__What is being asked__: Set out the items below as a two-column Markdown table, No. and Line, with one numbered row for each line and no rows for blank lines.

__Input rows__:

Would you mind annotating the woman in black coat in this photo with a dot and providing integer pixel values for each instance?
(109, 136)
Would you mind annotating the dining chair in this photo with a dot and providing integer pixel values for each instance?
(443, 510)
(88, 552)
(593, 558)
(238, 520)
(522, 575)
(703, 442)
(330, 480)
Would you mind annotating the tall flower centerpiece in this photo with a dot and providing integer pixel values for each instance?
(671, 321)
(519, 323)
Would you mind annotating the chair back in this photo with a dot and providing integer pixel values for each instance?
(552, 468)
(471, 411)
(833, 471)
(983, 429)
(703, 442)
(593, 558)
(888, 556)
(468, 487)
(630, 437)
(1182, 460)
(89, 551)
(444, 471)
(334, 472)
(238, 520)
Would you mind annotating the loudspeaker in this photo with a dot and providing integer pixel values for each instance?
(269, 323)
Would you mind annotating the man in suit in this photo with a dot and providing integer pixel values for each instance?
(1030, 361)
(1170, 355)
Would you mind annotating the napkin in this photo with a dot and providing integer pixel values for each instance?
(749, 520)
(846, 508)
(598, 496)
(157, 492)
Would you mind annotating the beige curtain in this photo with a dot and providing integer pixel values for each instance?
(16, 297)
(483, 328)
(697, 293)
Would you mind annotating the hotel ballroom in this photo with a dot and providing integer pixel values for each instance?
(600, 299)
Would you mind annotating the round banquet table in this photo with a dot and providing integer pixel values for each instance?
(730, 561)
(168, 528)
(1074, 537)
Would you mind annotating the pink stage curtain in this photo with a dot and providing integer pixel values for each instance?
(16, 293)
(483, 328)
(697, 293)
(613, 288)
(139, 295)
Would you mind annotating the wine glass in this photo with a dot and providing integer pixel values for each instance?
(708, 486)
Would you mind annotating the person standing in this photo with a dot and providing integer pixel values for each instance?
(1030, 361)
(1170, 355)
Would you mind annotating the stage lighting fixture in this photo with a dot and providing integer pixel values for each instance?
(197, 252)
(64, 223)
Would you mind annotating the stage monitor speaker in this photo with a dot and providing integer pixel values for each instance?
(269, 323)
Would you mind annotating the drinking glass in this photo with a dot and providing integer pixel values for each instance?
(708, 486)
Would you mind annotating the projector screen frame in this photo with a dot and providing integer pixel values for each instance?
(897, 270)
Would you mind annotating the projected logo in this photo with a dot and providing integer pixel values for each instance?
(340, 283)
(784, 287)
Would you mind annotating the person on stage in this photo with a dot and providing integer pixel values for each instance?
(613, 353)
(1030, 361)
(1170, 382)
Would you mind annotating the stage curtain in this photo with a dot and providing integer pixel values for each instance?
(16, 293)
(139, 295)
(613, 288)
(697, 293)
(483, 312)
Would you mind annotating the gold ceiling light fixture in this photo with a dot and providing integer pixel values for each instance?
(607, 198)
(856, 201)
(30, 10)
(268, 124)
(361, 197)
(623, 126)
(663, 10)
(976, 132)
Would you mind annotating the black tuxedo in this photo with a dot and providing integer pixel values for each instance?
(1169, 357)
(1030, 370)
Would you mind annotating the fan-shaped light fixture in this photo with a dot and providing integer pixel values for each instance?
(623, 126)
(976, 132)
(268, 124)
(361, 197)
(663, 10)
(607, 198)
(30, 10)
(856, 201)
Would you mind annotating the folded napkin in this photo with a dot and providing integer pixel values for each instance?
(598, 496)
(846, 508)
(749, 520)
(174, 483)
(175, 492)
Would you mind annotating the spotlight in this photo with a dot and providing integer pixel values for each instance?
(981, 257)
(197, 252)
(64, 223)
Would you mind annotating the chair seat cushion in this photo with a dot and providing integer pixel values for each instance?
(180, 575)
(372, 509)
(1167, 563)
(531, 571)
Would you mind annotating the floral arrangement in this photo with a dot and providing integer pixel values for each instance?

__Result of the task__:
| No. | Line |
|---|---|
| 1 | Would you mind annotating the woman in black coat in this photo with a dot and providing integer pixel values for each instance? |
| 2 | (109, 136) |
| 3 | Would you mind annotating the dining chair in this photo with a dot and providing integer pixel values for each instance? |
| 4 | (443, 510) |
| 5 | (88, 552) |
| 6 | (593, 558) |
| 7 | (238, 520) |
| 8 | (522, 575) |
| 9 | (703, 442) |
| 10 | (330, 480) |
| 11 | Would you mind annotating the tall flower centerpiece in this photo with a dot and providing integer pixel values for each instance? |
| 12 | (671, 321) |
| 13 | (519, 323) |
| 14 | Would you mind annotating the chair back in this photo with a dot and providing integer pixel values for each instance? |
| 15 | (552, 468) |
| 16 | (471, 411) |
| 17 | (833, 471) |
| 18 | (983, 429) |
| 19 | (703, 442) |
| 20 | (593, 558) |
| 21 | (888, 556) |
| 22 | (468, 487) |
| 23 | (630, 437) |
| 24 | (1182, 460) |
| 25 | (89, 551) |
| 26 | (444, 471) |
| 27 | (334, 472) |
| 28 | (238, 520) |
| 29 | Would you mind annotating the loudspeaker in this photo with a dot and providing integer pixel values for each instance? |
| 30 | (269, 323) |
| 31 | Would you mind annotating the man in suit in this photo with a dot and providing integer pixel values for each instance? |
| 32 | (1030, 361) |
| 33 | (1170, 355) |
| 34 | Would you mind annotating the napkin in this photo with a dot and providing integer pixel values for each instance? |
| 35 | (749, 520) |
| 36 | (846, 508) |
| 37 | (598, 496) |
| 38 | (157, 492) |
| 39 | Would you mind annotating the beige curtain in this photo with a dot and providing integer pixel values for each instance? |
| 40 | (16, 297) |
| 41 | (483, 328) |
| 42 | (697, 293) |
| 43 | Would you mind annotating the hotel ballroom in this photo with a dot and providing integer pixel values for each instance? |
| 44 | (600, 299) |
| 45 | Would you mind annotating the round banquet table in this photo with a dot and providing integer pixel values for each instance? |
| 46 | (730, 561) |
| 47 | (168, 528) |
| 48 | (1074, 537) |
| 49 | Would you mind annotating the pink stage curtain in this photo with a dot and providing integer pixel values for each instance? |
| 50 | (16, 293) |
| 51 | (483, 328) |
| 52 | (697, 293) |
| 53 | (613, 288) |
| 54 | (139, 295) |
| 55 | Would you mind annotating the wine glass in this photo with a dot and providing integer pixel values for each instance? |
| 56 | (708, 486) |
| 57 | Would you mind annotating the person standing in this photo with a dot and providing integer pixel values for each instance? |
| 58 | (1030, 361) |
| 59 | (1170, 355) |
| 60 | Would you mind annotating the stage lighting fixture in this photo with a dot and providing integer pixel values for each instance? |
| 61 | (197, 252) |
| 62 | (64, 223) |
| 63 | Would you mind annotating the stage monitor speaker in this photo with a dot and providing integer pixel values for each instance? |
| 64 | (269, 323) |
| 65 | Would you mind annotating the drinking glass in this photo with a dot and providing integer pixel values for each instance? |
| 66 | (708, 486) |
| 67 | Would you mind annotating the projector screen frame in this photo with a dot and providing integer pixel values for each instance? |
| 68 | (897, 270) |
| 69 | Would you mind annotating the projected logo in this photo with a dot and providing integer pixel values for each instance? |
| 70 | (340, 283) |
| 71 | (784, 287) |
| 72 | Would you mind annotating the person on stage in this photo with a dot and providing integer pixel values for each instance? |
| 73 | (613, 353) |
| 74 | (1030, 361) |
| 75 | (1170, 382) |
| 76 | Would you mind annotating the stage curtain in this photo with a dot and providing integer pixel values for each instance? |
| 77 | (16, 293) |
| 78 | (139, 295) |
| 79 | (613, 288) |
| 80 | (697, 293) |
| 81 | (483, 312) |
| 82 | Would you mind annotating the gold ceiling light fixture in this photo with a dot and providing integer pixel values for each instance? |
| 83 | (607, 198) |
| 84 | (856, 201) |
| 85 | (30, 10) |
| 86 | (268, 124) |
| 87 | (361, 197) |
| 88 | (623, 126) |
| 89 | (663, 10) |
| 90 | (976, 132) |
| 91 | Would you mind annotating the black tuxedo in this photo with a dot and providing integer pixel values for each instance? |
| 92 | (1169, 357) |
| 93 | (1030, 370) |
| 94 | Would you mind annotating the fan-shaped light fixture in this photo with a dot and providing integer pixel values for each instance? |
| 95 | (623, 126) |
| 96 | (976, 132) |
| 97 | (268, 124) |
| 98 | (361, 197) |
| 99 | (663, 10) |
| 100 | (607, 198) |
| 101 | (30, 10) |
| 102 | (856, 201) |
| 103 | Would you mind annotating the folded napkin in this photo with a dot and providing integer pixel values for each instance? |
| 104 | (598, 496) |
| 105 | (846, 508) |
| 106 | (749, 520) |
| 107 | (174, 483) |
| 108 | (175, 492) |
| 109 | Would you mind annotating the spotlight in this photo with a dot and providing integer pixel values for each instance? |
| 110 | (981, 257) |
| 111 | (197, 252) |
| 112 | (64, 223) |
| 113 | Would you mind annotating the chair seat cushion in this photo with a dot and providing integer pixel values for each instance? |
| 114 | (180, 575) |
| 115 | (372, 509) |
| 116 | (1167, 563) |
| 117 | (531, 571) |
| 118 | Would you mind annotating the floral arrangement in this photo with a dot and providing integer pixel values for each instance? |